* [Passage for review]:
--*--
When Applied Policy first examined cybersecurity in healthcare in 2024, the dominant concern was ransomware. The $22 million ransom demand in the cyberattack on Change Healthcare—which followed shortly after our series ran—appeared to confirm the prevailing model: financially motivated actors, payment demands, and an eventual, if painful and costly, path to recovery.
Last month’s cyberattack on Stryker has upended that playbook.
On March 11, 2026, employees at the Michigan-based company found that their phones and computers had been erased, rendering key systems inaccessible. There was no ransom note. No demand for payment. No malware spreading in any pattern an incident response framework had anticipated. Attackers who had obtained administrator-level credentials used the company’s own device management tools to erase thousands of devices at once.
A pro-Iranian hacktivist group claimed responsibility for the attack, framing it as retaliatory. In disclosing the incident through 8-K filings with the U.S. Securities and Exchange Commission, Stryker confirmed that forensic investigators from Palo Alto Networks Unit 42 identified a malicious file used to execute commands while concealing the attackers’ activity.
The incident is forcing healthcare executives and policymakers to reassess existing security assumptions. It has also underscored the importance of federal resources such as the Administration for Strategic Preparedness and Response (ASPR) in coordinating preparedness and response across the healthcare sector.
Federal Roles in Healthcare Cybersecurity and Preparedness
Several federal agencies support the healthcare sector in preparing for and responding to disruptive cyber events. The Cybersecurity and Infrastructure Security Agency (CISA), part of the U.S. Department of Homeland Security, provides threat intelligence, incident response support, and coordination across critical infrastructure. The Food and Drug Administration establishes and enforces cybersecurity requirements for medical devices. Within the Department of Health and Human Services, the Office of the Chief Information Officer and the Office of Information Security lead cybersecurity efforts, including threat analysis, information sharing, and coordination with public and private healthcare stakeholders.
--*--
* [Data listing]:

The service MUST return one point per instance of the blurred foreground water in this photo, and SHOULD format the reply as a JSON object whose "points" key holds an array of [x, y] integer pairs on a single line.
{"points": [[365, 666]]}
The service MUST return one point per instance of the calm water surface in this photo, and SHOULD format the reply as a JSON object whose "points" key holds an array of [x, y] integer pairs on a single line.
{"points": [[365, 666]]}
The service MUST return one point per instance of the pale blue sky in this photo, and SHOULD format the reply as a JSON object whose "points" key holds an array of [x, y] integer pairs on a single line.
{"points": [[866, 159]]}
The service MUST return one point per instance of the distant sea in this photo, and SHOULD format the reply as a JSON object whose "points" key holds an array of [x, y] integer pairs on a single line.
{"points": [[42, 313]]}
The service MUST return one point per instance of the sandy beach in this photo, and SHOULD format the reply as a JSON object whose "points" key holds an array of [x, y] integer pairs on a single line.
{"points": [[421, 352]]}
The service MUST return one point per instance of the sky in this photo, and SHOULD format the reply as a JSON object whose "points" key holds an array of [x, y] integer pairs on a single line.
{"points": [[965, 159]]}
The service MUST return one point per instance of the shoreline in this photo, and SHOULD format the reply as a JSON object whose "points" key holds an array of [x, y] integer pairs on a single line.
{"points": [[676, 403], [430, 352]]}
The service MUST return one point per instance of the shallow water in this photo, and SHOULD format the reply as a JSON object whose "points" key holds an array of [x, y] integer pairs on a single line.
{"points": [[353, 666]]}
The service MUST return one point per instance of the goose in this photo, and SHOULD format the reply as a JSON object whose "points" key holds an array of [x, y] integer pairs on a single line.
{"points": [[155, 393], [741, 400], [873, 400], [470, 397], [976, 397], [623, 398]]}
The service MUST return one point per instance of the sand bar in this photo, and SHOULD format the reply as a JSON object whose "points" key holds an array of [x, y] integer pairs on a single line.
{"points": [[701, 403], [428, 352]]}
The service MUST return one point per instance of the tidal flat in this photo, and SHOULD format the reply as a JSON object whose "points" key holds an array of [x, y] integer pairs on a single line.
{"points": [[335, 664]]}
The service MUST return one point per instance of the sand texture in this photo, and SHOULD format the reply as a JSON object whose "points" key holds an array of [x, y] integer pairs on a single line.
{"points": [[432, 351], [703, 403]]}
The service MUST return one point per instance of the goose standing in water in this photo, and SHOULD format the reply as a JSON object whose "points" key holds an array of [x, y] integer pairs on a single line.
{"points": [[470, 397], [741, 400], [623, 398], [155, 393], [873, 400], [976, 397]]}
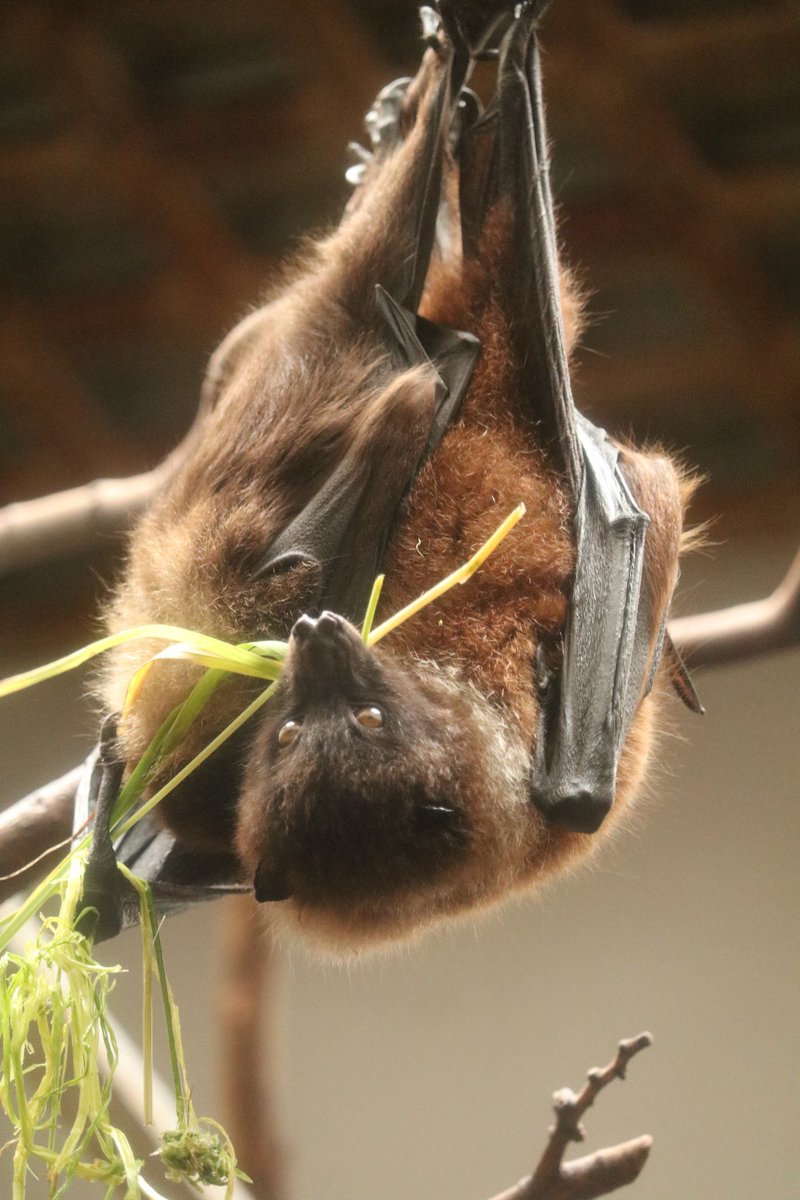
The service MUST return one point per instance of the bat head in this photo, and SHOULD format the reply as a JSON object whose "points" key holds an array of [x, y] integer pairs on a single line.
{"points": [[371, 791]]}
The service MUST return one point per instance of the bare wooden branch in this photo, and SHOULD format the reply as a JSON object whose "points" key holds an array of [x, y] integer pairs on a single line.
{"points": [[67, 523], [595, 1175], [29, 828], [743, 631], [245, 1006]]}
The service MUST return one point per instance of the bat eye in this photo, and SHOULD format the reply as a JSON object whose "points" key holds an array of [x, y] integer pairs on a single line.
{"points": [[371, 718], [288, 732]]}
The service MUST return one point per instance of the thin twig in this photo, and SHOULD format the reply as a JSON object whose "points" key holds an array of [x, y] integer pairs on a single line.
{"points": [[599, 1174], [245, 1009], [743, 631], [68, 523], [32, 829]]}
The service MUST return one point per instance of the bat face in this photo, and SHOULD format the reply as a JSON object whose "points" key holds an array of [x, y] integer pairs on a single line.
{"points": [[373, 798]]}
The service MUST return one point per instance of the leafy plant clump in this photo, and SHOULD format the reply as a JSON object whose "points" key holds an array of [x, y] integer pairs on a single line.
{"points": [[54, 1023]]}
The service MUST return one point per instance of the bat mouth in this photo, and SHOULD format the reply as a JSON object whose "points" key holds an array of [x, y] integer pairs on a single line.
{"points": [[332, 859]]}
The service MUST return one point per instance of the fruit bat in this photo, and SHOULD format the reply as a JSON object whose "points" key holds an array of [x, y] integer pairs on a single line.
{"points": [[403, 389]]}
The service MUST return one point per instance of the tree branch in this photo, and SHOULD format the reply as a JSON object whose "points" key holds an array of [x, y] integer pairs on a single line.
{"points": [[745, 630], [67, 523], [596, 1175], [245, 1006], [34, 827]]}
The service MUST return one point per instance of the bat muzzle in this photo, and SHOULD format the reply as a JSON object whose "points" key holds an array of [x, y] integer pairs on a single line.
{"points": [[328, 654], [579, 811]]}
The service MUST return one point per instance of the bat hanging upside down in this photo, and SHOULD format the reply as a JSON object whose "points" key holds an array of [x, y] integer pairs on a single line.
{"points": [[394, 400]]}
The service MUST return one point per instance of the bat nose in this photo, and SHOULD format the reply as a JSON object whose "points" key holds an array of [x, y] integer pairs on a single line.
{"points": [[325, 625], [581, 811]]}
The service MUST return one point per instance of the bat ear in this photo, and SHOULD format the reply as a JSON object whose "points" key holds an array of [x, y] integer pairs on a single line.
{"points": [[657, 490], [680, 678], [343, 528]]}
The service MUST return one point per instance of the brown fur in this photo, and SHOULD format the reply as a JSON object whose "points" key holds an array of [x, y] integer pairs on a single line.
{"points": [[289, 393]]}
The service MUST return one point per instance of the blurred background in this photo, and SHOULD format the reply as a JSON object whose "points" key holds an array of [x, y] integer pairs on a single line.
{"points": [[157, 160]]}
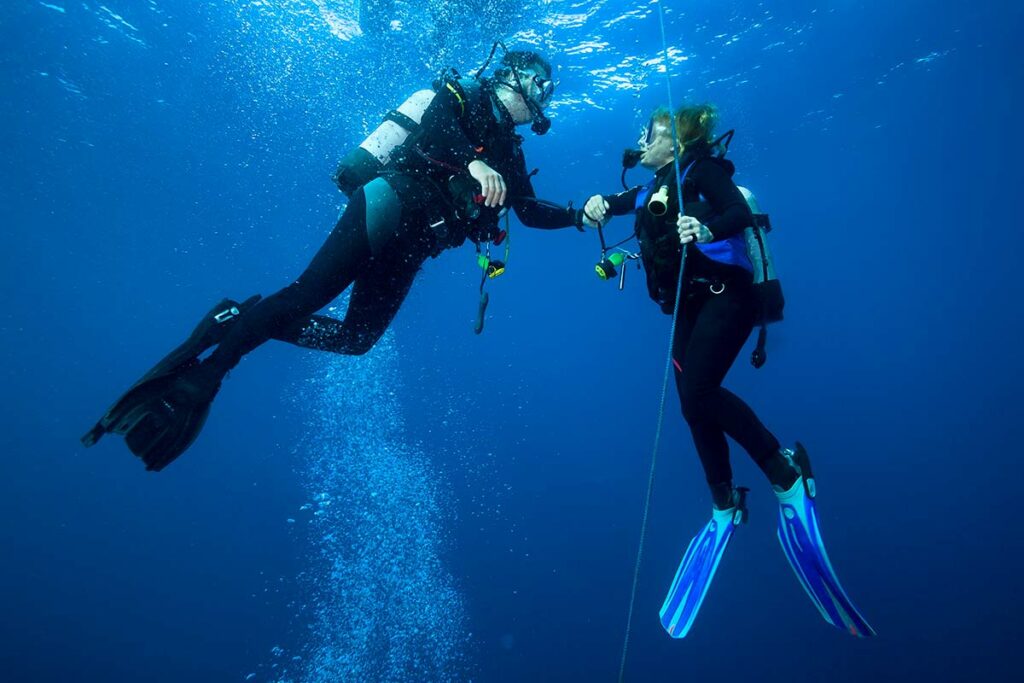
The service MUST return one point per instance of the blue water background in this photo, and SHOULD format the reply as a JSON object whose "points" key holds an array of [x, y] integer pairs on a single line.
{"points": [[161, 155]]}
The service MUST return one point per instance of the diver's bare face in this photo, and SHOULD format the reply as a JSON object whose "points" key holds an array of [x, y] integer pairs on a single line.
{"points": [[658, 153]]}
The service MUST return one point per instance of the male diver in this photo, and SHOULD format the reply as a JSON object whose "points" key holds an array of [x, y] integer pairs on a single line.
{"points": [[723, 296], [459, 164]]}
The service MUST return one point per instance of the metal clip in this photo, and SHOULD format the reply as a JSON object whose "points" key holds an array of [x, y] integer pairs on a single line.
{"points": [[226, 314]]}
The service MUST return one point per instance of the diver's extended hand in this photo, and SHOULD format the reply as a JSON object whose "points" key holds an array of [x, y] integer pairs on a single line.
{"points": [[492, 183], [690, 228], [595, 212]]}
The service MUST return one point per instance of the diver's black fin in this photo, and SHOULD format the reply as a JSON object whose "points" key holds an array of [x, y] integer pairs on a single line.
{"points": [[144, 415]]}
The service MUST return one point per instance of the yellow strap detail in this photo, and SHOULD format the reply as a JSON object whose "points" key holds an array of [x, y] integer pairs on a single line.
{"points": [[458, 95]]}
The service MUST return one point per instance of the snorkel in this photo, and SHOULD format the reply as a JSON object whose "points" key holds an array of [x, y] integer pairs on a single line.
{"points": [[514, 61]]}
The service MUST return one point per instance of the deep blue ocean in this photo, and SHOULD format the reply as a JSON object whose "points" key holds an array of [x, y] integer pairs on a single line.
{"points": [[454, 507]]}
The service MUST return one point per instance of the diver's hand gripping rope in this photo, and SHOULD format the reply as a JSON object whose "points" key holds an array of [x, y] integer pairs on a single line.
{"points": [[668, 360]]}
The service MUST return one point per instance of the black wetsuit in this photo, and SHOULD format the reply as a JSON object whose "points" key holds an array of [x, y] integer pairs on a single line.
{"points": [[716, 316], [392, 225]]}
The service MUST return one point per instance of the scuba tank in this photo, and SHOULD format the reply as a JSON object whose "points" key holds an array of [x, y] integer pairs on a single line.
{"points": [[374, 154]]}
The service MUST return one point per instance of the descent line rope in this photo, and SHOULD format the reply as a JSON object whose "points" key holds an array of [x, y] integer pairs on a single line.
{"points": [[668, 360]]}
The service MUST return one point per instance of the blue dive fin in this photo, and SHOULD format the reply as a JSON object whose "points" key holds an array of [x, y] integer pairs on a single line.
{"points": [[698, 566], [801, 538]]}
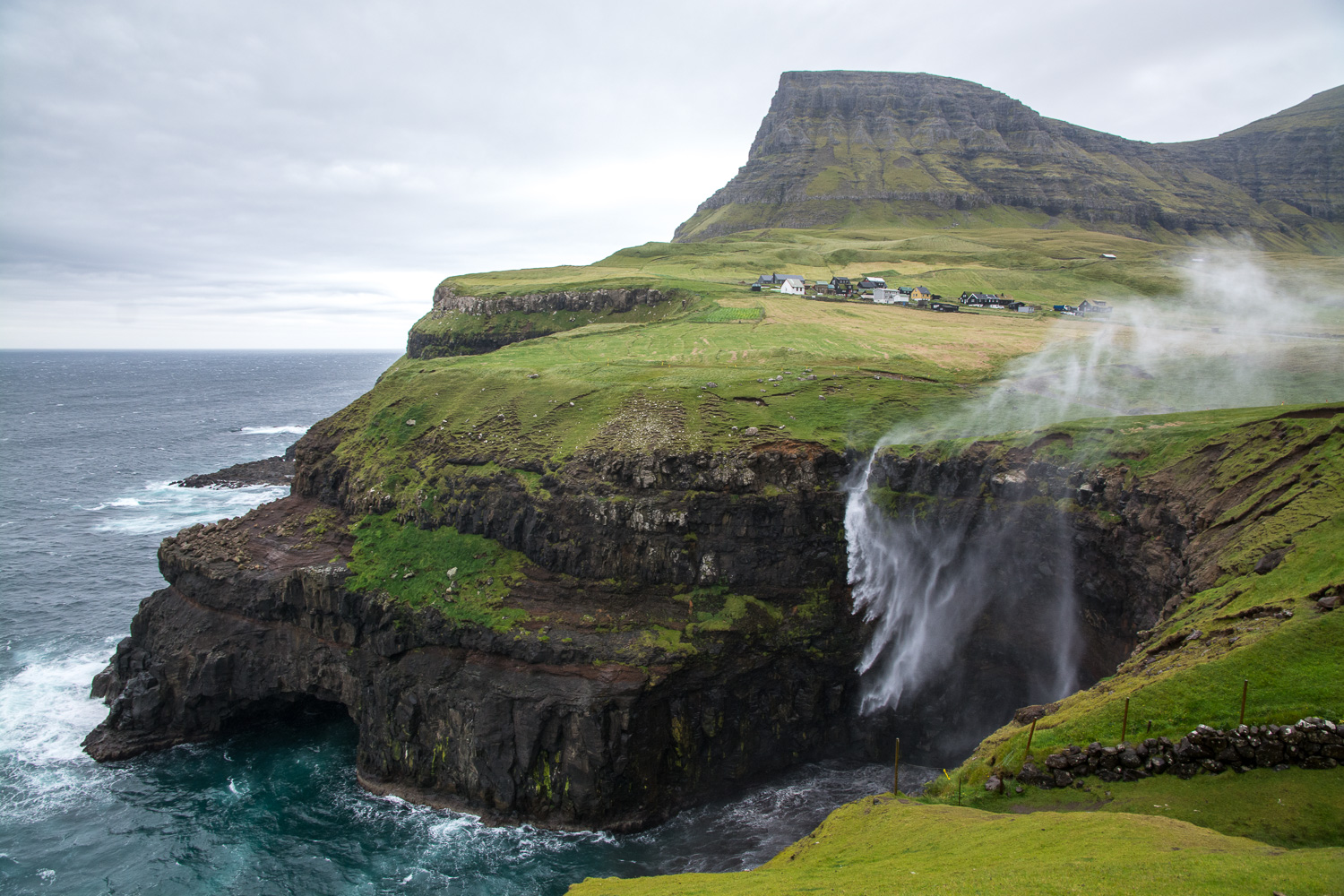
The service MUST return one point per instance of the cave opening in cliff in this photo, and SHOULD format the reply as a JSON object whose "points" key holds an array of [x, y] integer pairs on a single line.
{"points": [[292, 711]]}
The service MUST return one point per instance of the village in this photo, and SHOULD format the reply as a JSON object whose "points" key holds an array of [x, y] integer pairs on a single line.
{"points": [[875, 289]]}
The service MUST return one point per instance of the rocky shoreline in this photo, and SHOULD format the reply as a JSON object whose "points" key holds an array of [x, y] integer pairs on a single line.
{"points": [[271, 470]]}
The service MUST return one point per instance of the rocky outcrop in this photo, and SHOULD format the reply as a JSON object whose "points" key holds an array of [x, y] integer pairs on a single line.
{"points": [[271, 470], [476, 325], [766, 517], [562, 721], [680, 625], [892, 145]]}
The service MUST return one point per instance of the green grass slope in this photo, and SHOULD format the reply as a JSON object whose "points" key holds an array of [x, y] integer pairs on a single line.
{"points": [[882, 845], [1279, 476]]}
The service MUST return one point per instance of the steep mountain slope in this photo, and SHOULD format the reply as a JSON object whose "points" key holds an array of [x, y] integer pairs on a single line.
{"points": [[1295, 158], [851, 148]]}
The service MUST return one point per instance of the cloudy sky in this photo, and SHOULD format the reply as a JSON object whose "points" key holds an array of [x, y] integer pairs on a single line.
{"points": [[271, 175]]}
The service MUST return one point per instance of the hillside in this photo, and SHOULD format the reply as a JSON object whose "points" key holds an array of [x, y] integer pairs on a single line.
{"points": [[1269, 478], [857, 148]]}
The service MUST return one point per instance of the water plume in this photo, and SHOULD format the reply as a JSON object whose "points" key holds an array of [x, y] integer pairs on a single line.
{"points": [[948, 582]]}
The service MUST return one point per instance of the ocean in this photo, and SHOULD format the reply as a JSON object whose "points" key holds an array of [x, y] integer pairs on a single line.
{"points": [[89, 446]]}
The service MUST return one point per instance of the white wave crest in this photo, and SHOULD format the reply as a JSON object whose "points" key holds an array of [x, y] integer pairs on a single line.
{"points": [[46, 710], [164, 508]]}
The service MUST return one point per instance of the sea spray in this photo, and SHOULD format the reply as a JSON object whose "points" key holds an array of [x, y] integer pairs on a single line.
{"points": [[927, 573]]}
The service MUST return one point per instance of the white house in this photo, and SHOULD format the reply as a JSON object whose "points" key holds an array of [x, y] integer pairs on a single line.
{"points": [[890, 297]]}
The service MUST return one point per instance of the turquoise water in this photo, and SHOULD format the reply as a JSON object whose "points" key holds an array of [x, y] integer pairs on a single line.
{"points": [[89, 446]]}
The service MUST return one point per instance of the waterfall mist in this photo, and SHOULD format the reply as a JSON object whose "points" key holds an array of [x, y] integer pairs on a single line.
{"points": [[972, 603]]}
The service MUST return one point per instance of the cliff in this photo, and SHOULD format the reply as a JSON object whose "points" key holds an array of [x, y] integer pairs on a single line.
{"points": [[857, 148], [476, 324], [650, 630]]}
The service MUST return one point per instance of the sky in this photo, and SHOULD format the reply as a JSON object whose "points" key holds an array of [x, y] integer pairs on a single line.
{"points": [[303, 174]]}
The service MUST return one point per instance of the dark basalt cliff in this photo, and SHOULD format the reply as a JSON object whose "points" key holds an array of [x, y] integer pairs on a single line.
{"points": [[604, 707], [863, 147]]}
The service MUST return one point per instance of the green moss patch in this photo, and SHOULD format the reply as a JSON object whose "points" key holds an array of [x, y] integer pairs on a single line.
{"points": [[465, 576]]}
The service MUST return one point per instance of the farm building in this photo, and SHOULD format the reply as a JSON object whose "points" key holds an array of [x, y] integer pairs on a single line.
{"points": [[776, 280]]}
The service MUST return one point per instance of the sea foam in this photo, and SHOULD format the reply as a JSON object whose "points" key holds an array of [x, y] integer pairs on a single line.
{"points": [[164, 508]]}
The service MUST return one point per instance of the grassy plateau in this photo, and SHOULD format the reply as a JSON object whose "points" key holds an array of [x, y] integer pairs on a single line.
{"points": [[720, 370]]}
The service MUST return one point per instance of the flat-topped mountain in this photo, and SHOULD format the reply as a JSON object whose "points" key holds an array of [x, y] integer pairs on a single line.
{"points": [[855, 148]]}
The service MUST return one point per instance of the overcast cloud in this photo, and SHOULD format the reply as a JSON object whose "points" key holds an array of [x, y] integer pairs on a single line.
{"points": [[230, 175]]}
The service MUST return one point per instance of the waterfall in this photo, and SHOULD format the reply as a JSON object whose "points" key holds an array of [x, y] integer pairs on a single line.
{"points": [[925, 581], [975, 605]]}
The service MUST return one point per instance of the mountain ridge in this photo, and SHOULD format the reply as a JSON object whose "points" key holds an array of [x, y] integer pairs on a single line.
{"points": [[851, 148]]}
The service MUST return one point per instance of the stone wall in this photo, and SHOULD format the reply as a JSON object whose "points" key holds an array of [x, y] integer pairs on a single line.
{"points": [[1311, 743]]}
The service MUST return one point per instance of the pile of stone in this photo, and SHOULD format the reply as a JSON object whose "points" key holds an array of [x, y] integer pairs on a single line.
{"points": [[1311, 743]]}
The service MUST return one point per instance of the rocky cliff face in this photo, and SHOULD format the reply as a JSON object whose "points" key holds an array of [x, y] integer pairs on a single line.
{"points": [[680, 624], [870, 147], [1295, 158]]}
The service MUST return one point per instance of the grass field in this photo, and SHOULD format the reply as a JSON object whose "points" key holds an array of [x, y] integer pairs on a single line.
{"points": [[883, 845], [1056, 265]]}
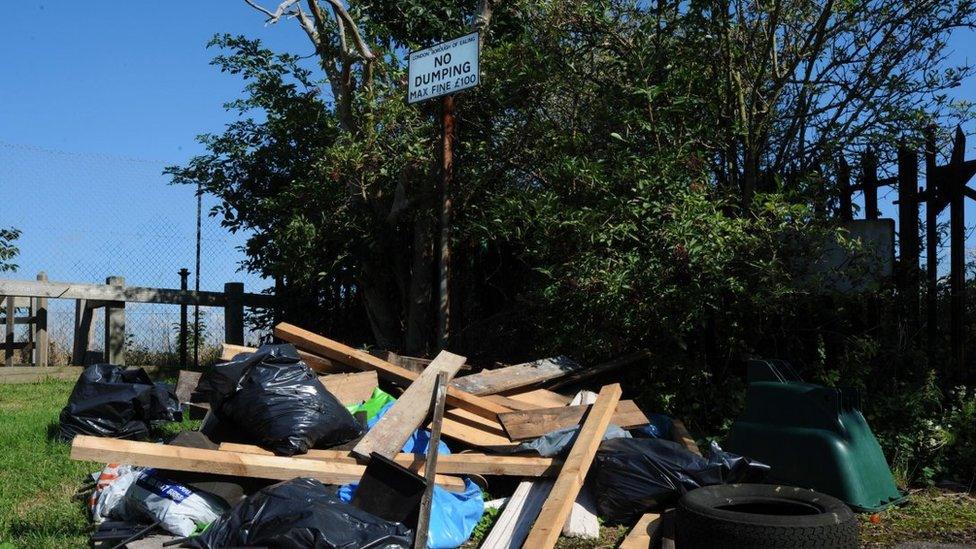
--*--
* [Actions to take]:
- a) In the piece on the Stryker cyberattack, what date did employees find their phones and computers erased?
- b) Quote the piece on the Stryker cyberattack word for word, beginning at the words "Last month’s cyberattack" and stopping after "devices at once.".
- c) Continue the piece on the Stryker cyberattack from the point where it stops.

* [Outputs in order]:
- a) March 11, 2026.

- b)
Last month’s cyberattack on Stryker has upended that playbook.
On March 11, 2026, employees at the Michigan-based company found that their phones and computers had been erased, rendering key systems inaccessible. There was no ransom note. No demand for payment. No malware spreading in any pattern an incident response framework had anticipated. Attackers who had obtained administrator-level credentials used the company’s own device management tools to erase thousands of devices at once.

- c)
These functions are essential to understanding and mitigating cyber risk. They are less focused on what happens after a disruption occurs, when care must continue despite the loss of systems.
That challenge—maintaining care delivery during system disruption—aligns more closely with the role of ASPR, particularly its focus on continuity of operations. While ASPR is not a cybersecurity response agency in the traditional sense, its preparedness framework has increasingly incorporated cyber-related risks. In its role supporting the healthcare and public health sector, ASPR also contributes to coordination across public and private stakeholders focused on resilience and sustained operations in the face of disruption.
Through the Hospital Preparedness Program, ASPR has integrated cybersecurity into broader preparedness activities, including downtime planning, continuity of operations, and coordination across healthcare coalitions. Authorized under the Pandemic and All-Hazards Preparedness Act and administered by the Administration for Strategic Preparedness and Response, the program supports state and regional readiness for a range of public health emergencies, including those affecting healthcare system infrastructure. ASPR’s Technical Resources, Assistance Center, and Information Exchange (TRACIE) provides operational guidance to providers managing disruptions to clinical and administrative systems, including during periods when systems remain unavailable.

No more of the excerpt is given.